(Annotation dataset entries)
────────

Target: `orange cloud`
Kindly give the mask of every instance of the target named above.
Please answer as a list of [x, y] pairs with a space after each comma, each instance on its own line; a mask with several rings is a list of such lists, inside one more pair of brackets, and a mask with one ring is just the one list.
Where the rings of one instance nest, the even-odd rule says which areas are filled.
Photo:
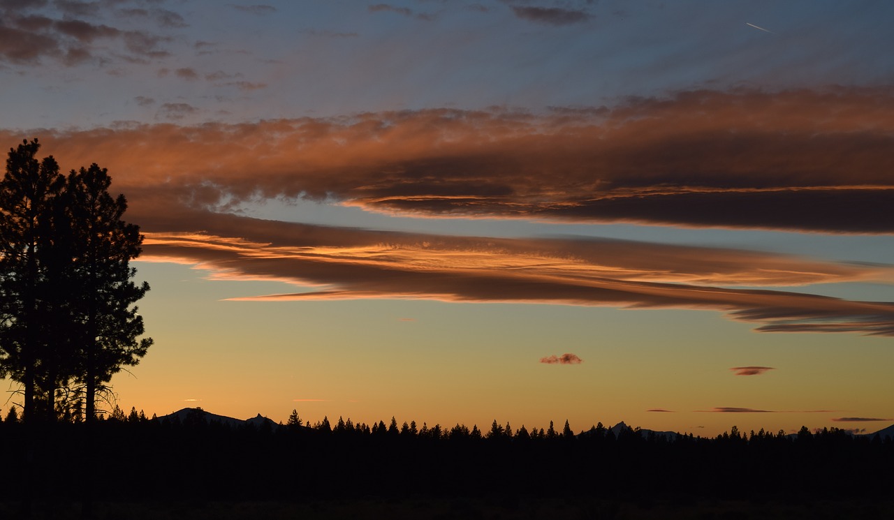
[[[728, 289], [890, 279], [877, 266], [732, 249], [619, 240], [512, 239], [363, 231], [209, 212], [156, 212], [144, 260], [191, 264], [218, 279], [274, 280], [303, 291], [233, 298], [410, 298], [725, 312], [759, 331], [894, 335], [894, 305]], [[205, 230], [190, 232], [190, 229]]]
[[561, 356], [553, 354], [552, 356], [541, 357], [540, 362], [546, 365], [580, 365], [584, 360], [578, 357], [577, 354], [565, 353]]

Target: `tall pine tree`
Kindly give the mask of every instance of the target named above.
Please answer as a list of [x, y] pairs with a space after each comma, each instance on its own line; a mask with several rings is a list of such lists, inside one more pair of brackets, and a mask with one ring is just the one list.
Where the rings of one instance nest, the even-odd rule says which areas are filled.
[[122, 366], [134, 365], [152, 345], [143, 318], [134, 304], [149, 286], [131, 279], [130, 261], [140, 251], [139, 228], [122, 220], [127, 210], [123, 195], [109, 194], [112, 179], [96, 164], [72, 171], [63, 200], [72, 233], [72, 275], [79, 295], [72, 305], [79, 370], [76, 381], [84, 387], [86, 419], [96, 417], [97, 392]]
[[143, 237], [105, 169], [66, 179], [38, 149], [34, 139], [10, 150], [0, 181], [0, 376], [22, 384], [26, 421], [67, 412], [55, 409], [60, 390], [80, 396], [92, 422], [105, 383], [152, 345], [134, 306], [149, 287], [130, 265]]

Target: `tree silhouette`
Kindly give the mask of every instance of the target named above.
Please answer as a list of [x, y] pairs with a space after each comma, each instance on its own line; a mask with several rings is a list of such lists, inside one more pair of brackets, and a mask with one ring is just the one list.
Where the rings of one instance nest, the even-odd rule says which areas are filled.
[[[53, 337], [46, 325], [54, 205], [64, 177], [37, 139], [10, 149], [0, 181], [0, 376], [23, 386], [22, 419], [50, 414], [55, 382], [46, 381]], [[49, 390], [47, 397], [47, 386]], [[38, 406], [36, 406], [38, 405]]]
[[22, 383], [26, 422], [81, 402], [92, 422], [97, 391], [152, 344], [138, 340], [133, 306], [149, 288], [131, 280], [143, 238], [122, 220], [127, 201], [109, 195], [106, 170], [66, 179], [52, 156], [38, 161], [39, 147], [11, 149], [0, 181], [0, 375]]
[[130, 261], [141, 252], [143, 237], [135, 224], [122, 216], [127, 210], [123, 195], [113, 198], [112, 179], [96, 164], [72, 171], [64, 191], [64, 207], [71, 222], [72, 269], [71, 283], [81, 297], [72, 306], [72, 334], [85, 387], [86, 416], [96, 416], [97, 392], [122, 366], [134, 365], [152, 345], [151, 338], [138, 340], [145, 331], [143, 318], [133, 306], [149, 286], [137, 285]]

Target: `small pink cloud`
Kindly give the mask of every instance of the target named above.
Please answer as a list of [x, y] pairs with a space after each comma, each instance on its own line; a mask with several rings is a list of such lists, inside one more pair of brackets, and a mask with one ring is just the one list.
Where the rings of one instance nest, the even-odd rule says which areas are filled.
[[546, 357], [540, 358], [541, 363], [545, 363], [546, 365], [580, 365], [584, 362], [583, 359], [578, 357], [577, 354], [565, 353], [561, 356], [547, 356]]
[[772, 366], [734, 366], [730, 368], [736, 375], [760, 375], [768, 370], [776, 370]]

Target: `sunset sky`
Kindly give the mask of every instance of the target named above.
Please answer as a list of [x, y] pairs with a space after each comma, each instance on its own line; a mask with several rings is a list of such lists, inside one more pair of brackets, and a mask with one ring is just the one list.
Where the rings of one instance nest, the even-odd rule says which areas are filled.
[[155, 345], [112, 382], [126, 409], [874, 432], [892, 20], [0, 0], [0, 145], [108, 168], [146, 235]]

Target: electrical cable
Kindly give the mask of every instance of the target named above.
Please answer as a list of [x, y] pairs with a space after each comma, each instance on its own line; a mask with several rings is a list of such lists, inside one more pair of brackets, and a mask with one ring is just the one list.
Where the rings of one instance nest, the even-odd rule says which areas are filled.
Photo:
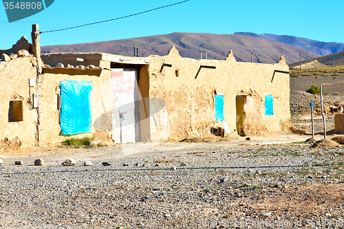
[[85, 24], [85, 25], [77, 25], [77, 26], [73, 26], [73, 27], [69, 27], [69, 28], [63, 28], [63, 29], [54, 30], [49, 30], [49, 31], [43, 31], [43, 32], [40, 32], [39, 33], [40, 34], [43, 34], [43, 33], [45, 33], [45, 32], [58, 32], [58, 31], [62, 31], [62, 30], [67, 30], [75, 29], [75, 28], [77, 28], [87, 26], [87, 25], [94, 25], [94, 24], [102, 23], [104, 23], [104, 22], [108, 22], [108, 21], [111, 21], [122, 19], [125, 19], [125, 18], [127, 18], [127, 17], [133, 17], [133, 16], [136, 16], [136, 15], [144, 14], [144, 13], [147, 13], [147, 12], [151, 12], [151, 11], [153, 11], [153, 10], [156, 10], [164, 8], [166, 8], [166, 7], [170, 7], [170, 6], [178, 5], [178, 4], [183, 3], [184, 2], [189, 1], [190, 1], [190, 0], [185, 0], [185, 1], [180, 1], [180, 2], [178, 2], [178, 3], [173, 3], [173, 4], [166, 5], [166, 6], [160, 6], [160, 7], [158, 7], [157, 8], [154, 8], [154, 9], [151, 9], [151, 10], [146, 10], [146, 11], [142, 11], [142, 12], [138, 12], [138, 13], [136, 13], [136, 14], [130, 14], [130, 15], [127, 15], [127, 16], [120, 17], [118, 17], [118, 18], [116, 18], [116, 19], [109, 19], [109, 20], [105, 20], [105, 21], [97, 21], [97, 22], [93, 22], [93, 23], [88, 23], [88, 24]]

────────

## Exercise description
Rewrite everything from the start of the material down to the line containing "354], [565, 353]]", changing "mask" to "outline" and keeping all else unchanged. Leave the pictures out of the answer.

## Exercise solution
Target: `orange cloud`
Kindly give the outline of every instance of the target named above.
Please answer as a list of [x, y] pairs with a space after each comma, each instance on its own line; a outline with several rings is a list of such lists, inside one more pair of brackets, and a outline with one ring is just the one list.
Where the rings of one instance nest, the even-odd rule says which areas are filled.
Photo:
[[[728, 289], [890, 279], [877, 266], [732, 249], [619, 240], [512, 239], [363, 231], [209, 212], [156, 212], [144, 260], [191, 264], [218, 279], [274, 280], [303, 291], [233, 298], [410, 298], [725, 312], [759, 331], [894, 335], [894, 305]], [[205, 230], [190, 232], [190, 229]]]
[[561, 356], [553, 354], [552, 356], [541, 357], [540, 362], [546, 365], [580, 365], [584, 360], [578, 357], [577, 354], [565, 353]]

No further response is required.